Ce village est au bout du monde. A tel point que la place  centrale ne laisse aucune place au goudron. Seule la terre battue est présente, donnant une impression de temps arrêté au site, nous replongeant quelques décennies auparavant. J'apprécie qu'à moitié la beauté du village, soucieux de la suite des évènements. En remplissant mon bidon à la fontaine, j'entends discuter un couple dans son jardin en langue étrangère. Je tente une approche en anglais, pour les questionner sur la suite de l'itinéraire. Ce sont des allemands, mais nous arrivons à nous comprendre en anglais, et, miracle, ils connaissent bien le coin. Ils nous indiquent que le chemin suivant est "easy", et qu'il passe en voiture. Cela me rassure, surtout vis à vis d'André dont c'est le baptême. Je demande toutefois confirmation à des autochtones parlant bien français cette fois ci, et, ils confirment que nous seront sur des pistes jusqu'à la fin de l'itinéraire.

L'inquiétude suivante sera toutefois pour les filles pour qui il reste quelques cols, mais sans moteur pour elles. Nous sortons du village sur un agréable chemin nous propulsant à proximité d'une jolie ferme en pierre. La vue sur le village y est saisissante. C'est dur mais tellement beau, les préalpes se dévoilant en toile de fond pour parfaire la carte postale. Nous sommes au milieu de terres cultivées, marquant la fin de la montée vers le col de la Croix. Ce ne sera pas sans une nouvelle bonne suée, la pente finale étant assez raide. Une route nous permet quelques instants de récupération. Elle semble perdue au milieu de nulle part, mais en regardant sur la carte, nous sommes bien sur une départementale. Nous n'y croiserons aucune voiture toutefois. L'heure tourne, et la fin d'après-midi approche, et il reste pas mal de chemin à faire. Heureusement, les jours sont assez longs. Nous quittons rapidement la route pour une nouvelle piste qui nous conduit rapidement au col Soubeyrand. J'essaie de lire le paysage et de deviner la suite de l'itinéraire, avec l'espoir que le col qui se dresse devant nous ne soit pas notre prochain passage. mais ce sera bien le cas. L'orientation et l'altitude du prochain point de passage confirment bien que nous y allons droit devant. Je propose aux troupes de manger un bout, mais personne n'a d'appétit. Nous attaquons alors la montée tranquillou. Quelques coups de cul ponctuent les épingles, mais jamais trop long. C'était sans compter le dernier tiers de la montée qui se veut très raide et oblige la plupart à pousser à nouveau le vélo. Du sommet, un air frais se fait sentir, prenant la poudre d'escampette vers les sommets environnants ce nouveau col Saint Vincent.

Le problème
Rédigez la suite du récit de la sortie à vélo dans les préalpes, à partir de l'endroit où il s'arrête. Les enregistrements qui viennent ensuite sont un matériau indépendant du récit de la sortie à vélo.

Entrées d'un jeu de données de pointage
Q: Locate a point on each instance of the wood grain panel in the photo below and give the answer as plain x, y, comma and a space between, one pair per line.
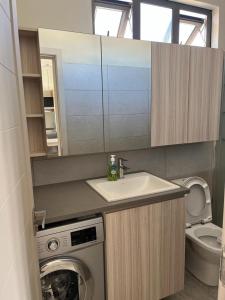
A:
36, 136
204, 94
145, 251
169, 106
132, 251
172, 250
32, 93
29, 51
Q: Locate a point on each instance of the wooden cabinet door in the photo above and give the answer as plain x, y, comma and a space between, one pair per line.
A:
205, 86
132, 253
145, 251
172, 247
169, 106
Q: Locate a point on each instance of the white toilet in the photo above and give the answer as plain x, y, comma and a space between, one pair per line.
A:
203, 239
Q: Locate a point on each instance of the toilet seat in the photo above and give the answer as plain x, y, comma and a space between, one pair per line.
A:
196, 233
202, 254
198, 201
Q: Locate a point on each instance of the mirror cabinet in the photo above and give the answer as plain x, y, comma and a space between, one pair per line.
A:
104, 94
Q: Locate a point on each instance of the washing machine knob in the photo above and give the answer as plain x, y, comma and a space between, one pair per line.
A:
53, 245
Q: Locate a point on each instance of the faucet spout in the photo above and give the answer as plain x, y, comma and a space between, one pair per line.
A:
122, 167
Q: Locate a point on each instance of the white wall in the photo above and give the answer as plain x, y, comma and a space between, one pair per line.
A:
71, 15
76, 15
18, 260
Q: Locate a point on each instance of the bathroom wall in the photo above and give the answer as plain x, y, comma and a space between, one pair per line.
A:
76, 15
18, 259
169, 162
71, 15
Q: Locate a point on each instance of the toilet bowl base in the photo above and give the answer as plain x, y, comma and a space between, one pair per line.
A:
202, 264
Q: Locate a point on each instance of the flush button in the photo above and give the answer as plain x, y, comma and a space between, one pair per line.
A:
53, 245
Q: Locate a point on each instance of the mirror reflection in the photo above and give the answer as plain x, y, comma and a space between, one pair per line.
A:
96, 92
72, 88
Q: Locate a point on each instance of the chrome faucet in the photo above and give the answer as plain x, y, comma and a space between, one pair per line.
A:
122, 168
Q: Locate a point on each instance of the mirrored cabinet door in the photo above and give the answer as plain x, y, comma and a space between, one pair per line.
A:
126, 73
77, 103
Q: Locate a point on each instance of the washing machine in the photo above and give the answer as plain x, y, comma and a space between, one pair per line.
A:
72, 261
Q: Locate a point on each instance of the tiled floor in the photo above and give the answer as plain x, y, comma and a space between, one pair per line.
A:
* * *
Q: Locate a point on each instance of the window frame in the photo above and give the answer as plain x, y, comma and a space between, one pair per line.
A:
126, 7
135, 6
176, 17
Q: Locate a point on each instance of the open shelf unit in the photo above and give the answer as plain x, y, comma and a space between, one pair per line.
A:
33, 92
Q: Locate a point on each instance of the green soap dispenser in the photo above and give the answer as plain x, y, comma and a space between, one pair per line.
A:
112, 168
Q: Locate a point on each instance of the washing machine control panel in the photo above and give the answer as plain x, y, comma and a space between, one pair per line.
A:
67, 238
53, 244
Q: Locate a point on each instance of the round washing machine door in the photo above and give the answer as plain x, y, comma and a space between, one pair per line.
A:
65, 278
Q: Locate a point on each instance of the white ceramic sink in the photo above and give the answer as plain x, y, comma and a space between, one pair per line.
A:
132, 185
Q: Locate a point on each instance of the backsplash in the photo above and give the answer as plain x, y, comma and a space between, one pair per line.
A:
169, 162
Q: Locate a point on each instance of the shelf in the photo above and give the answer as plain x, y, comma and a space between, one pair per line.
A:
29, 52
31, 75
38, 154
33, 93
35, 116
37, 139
...
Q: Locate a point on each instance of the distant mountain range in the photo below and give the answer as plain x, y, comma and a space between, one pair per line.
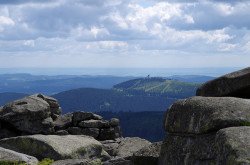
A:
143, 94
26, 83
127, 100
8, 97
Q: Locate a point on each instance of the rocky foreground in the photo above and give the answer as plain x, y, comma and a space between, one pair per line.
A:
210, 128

Le résultat
J'indique aux troupes qu'il faut passer la croupe en face. Encore quelques mètres d'effort avant d'y arriver. Nous basculons de l'autre côté dans des prairies de moyenne montagne. Une rapide descente nous amène au carrefour du col de Linceuil. Cap à l'Est vers le dernier col de la journée, celui de Milmandre. Fort heureusement, ce dernier s'atteint avec une descente en balcon au dessus d'un vallon. Au col, un magnifique et imposant rocher se dresse devant nous. Du sommet, une aire de décollage pour les parapentes attend les prochains hommes ailés. C'est également un beau spot de grimpe pour les accrocs du mousqueton. Face à notre prochain cap, le Mont Ventoux se fait discret sous son imposant chapeau de nuages.  J'indique la délivrance aux camarades. Il reste pratiquement plus que de la descente jusqu'au bout.

Une belle piste en épingle dégringole le long de ce rocher. Des grimpeurs, à l'abri du vent, tente une dernière ascension à la lumière chatoyante de la fin de journée. Nous atteignons la route des Jonchiers après moult épingles. Nous poursuivons la descente vers la départementale en contrebas que nous suivrons sur quelques hectomètres. Je marque alors une pause afin de proposer deux scenarii aux compagnons. Soit un retour par la route, soit une piste qui arrive en face le camping avec encore 50m de dénivelé. Tous choisissent à l'unanimité la piste. J'ai fait un rapide calcul entre le point bas et le point haut pour arriver aux 50m de dénivelé. C'était sans compter les redescentes qui remettaient à chaque fois le compteur à 0. Au final, c'était 150m de dénivelé que nous avons du à nouveau franchir. Nous sommes sur le point de perdre Justine qui commence à avoir son compte. Mais cela aurait été dommage de pas prendre ce chemin ponctué de ruisseaux et de champs d'oliviers. Pas de doute, nous sommes bien en Provence. Un petit bout de route nous amène très rapidement au camping pour la fin de cette belle expédition.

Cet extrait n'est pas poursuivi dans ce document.